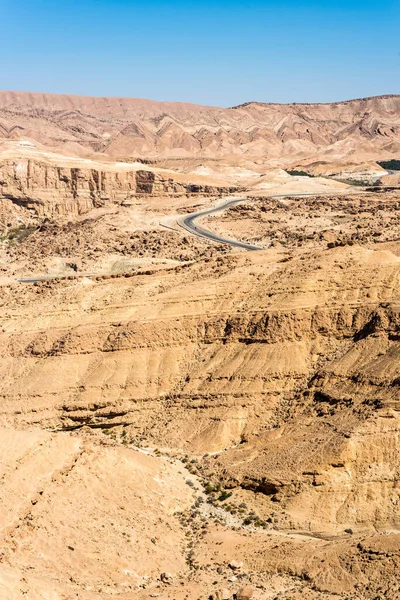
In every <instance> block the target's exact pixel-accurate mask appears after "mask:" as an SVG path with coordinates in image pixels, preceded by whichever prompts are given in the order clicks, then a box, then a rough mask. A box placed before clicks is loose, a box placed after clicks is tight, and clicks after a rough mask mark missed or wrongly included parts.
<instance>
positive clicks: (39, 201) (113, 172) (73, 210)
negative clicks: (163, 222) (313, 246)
mask: <svg viewBox="0 0 400 600" xmlns="http://www.w3.org/2000/svg"><path fill="white" fill-rule="evenodd" d="M233 189H234V188H231V189H230V188H222V187H215V186H209V185H194V184H191V183H186V182H179V181H175V180H174V179H173V178H172V177H168V176H164V175H160V174H159V173H154V172H152V171H145V170H135V171H117V172H116V171H107V170H96V169H90V168H72V167H61V166H60V167H58V166H52V165H47V164H45V163H42V162H39V161H36V160H6V161H3V162H2V163H0V198H1V197H3V198H7V199H10V200H12V201H13V202H14V203H16V204H19V205H22V206H24V207H26V208H29V209H32V210H34V211H35V212H36V213H37V214H39V215H41V216H50V215H57V214H59V215H63V214H70V215H73V214H82V213H85V212H87V211H88V210H90V209H92V208H94V207H98V206H103V205H104V204H106V203H107V202H115V203H122V202H124V201H125V200H129V199H130V198H134V197H138V196H139V197H140V196H166V195H167V196H168V195H172V196H175V195H187V194H193V193H194V194H211V193H214V194H216V195H219V194H223V193H229V192H230V191H233Z"/></svg>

— REQUIREMENT —
Everything in the material except the pictures should be restated word for word.

— TASK SOLUTION —
In every <instance> block the target's exact pixel-accurate mask appears after "mask:" as an SVG path with coordinates in image pixels, preceded by whichever prompts are given in the order clicks, then a box, then a rough mask. A box placed before clicks is loose, a box placed after clicks is tight, and clicks after a rough mask mark missed or wrongly included parts.
<instance>
positive clicks: (39, 201) (113, 172) (73, 210)
negative clicks: (163, 222) (313, 246)
mask: <svg viewBox="0 0 400 600" xmlns="http://www.w3.org/2000/svg"><path fill="white" fill-rule="evenodd" d="M233 189H234V188H231V189H230V188H222V187H215V186H209V185H194V184H191V183H186V182H179V181H175V180H174V179H173V178H172V177H168V176H164V175H160V174H159V173H154V172H152V171H145V170H135V171H117V172H116V171H107V170H96V169H90V168H72V167H61V166H60V167H58V166H52V165H47V164H45V163H42V162H39V161H36V160H6V161H3V162H2V163H0V198H1V197H3V198H7V199H10V200H12V201H13V202H14V203H16V204H19V205H22V206H24V207H26V208H29V209H32V210H34V211H35V212H36V213H37V214H39V215H41V216H50V215H57V214H59V215H63V214H70V215H73V214H82V213H85V212H87V211H88V210H90V209H92V208H94V207H98V206H103V205H104V204H106V203H107V202H115V203H122V202H124V201H125V200H129V199H130V198H134V197H138V196H139V197H140V196H166V195H167V196H168V195H172V196H175V195H187V194H193V193H194V194H211V193H214V194H216V195H219V194H223V193H229V192H230V191H233Z"/></svg>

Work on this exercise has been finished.